**Task brief:**
Give back, exactly and with nothing added, the lines that run from the one containing "Ground bundle of" to the final line below.

**Supplied data:**

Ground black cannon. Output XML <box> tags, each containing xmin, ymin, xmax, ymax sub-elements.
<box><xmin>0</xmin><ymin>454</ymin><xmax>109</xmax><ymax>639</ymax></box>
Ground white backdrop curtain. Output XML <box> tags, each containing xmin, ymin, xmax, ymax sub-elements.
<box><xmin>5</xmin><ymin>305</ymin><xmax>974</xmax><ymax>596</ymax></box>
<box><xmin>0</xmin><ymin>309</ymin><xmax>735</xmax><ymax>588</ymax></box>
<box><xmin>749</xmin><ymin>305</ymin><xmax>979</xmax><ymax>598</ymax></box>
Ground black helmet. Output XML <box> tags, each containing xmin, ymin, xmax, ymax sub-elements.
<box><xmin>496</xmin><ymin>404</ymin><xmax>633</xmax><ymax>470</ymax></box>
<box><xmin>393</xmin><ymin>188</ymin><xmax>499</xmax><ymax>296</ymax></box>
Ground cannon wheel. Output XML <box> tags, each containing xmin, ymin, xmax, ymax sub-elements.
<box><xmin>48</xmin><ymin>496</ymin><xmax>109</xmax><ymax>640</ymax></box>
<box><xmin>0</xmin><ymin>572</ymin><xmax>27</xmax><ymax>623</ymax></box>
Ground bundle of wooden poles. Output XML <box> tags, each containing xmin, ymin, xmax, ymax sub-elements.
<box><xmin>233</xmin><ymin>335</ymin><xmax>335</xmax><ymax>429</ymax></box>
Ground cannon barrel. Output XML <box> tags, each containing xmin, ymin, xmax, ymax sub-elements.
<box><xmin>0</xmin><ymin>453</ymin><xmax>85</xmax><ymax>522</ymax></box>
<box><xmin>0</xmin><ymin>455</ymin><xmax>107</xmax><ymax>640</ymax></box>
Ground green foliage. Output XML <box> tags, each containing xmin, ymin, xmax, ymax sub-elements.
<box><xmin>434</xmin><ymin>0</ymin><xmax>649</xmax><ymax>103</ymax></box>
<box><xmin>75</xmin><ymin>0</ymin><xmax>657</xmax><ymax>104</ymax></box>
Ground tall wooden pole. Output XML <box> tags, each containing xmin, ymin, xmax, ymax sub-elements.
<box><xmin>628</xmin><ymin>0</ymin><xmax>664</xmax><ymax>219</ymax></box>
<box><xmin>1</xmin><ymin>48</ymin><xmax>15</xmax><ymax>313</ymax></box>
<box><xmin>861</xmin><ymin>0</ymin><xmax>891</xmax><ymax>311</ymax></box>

**Solved exercise:**
Ground bundle of wooden poles. Output XML <box> tags, each containing xmin, ymin, xmax, ymax sub-elements.
<box><xmin>233</xmin><ymin>335</ymin><xmax>335</xmax><ymax>429</ymax></box>
Ground cannon barrel. Output XML <box> tags, each containing xmin, ymin, xmax, ymax sub-elements.
<box><xmin>0</xmin><ymin>453</ymin><xmax>85</xmax><ymax>522</ymax></box>
<box><xmin>0</xmin><ymin>455</ymin><xmax>107</xmax><ymax>640</ymax></box>
Ground green foliage. Output XML <box> tags, each containing xmin, ymin, xmax, ymax sub-elements.
<box><xmin>434</xmin><ymin>0</ymin><xmax>649</xmax><ymax>103</ymax></box>
<box><xmin>75</xmin><ymin>0</ymin><xmax>657</xmax><ymax>104</ymax></box>
Ground tall wooden pole. Output XML <box> tags, each containing xmin, ymin, xmax, ymax sub-elements.
<box><xmin>628</xmin><ymin>0</ymin><xmax>664</xmax><ymax>219</ymax></box>
<box><xmin>1</xmin><ymin>48</ymin><xmax>15</xmax><ymax>313</ymax></box>
<box><xmin>861</xmin><ymin>0</ymin><xmax>891</xmax><ymax>311</ymax></box>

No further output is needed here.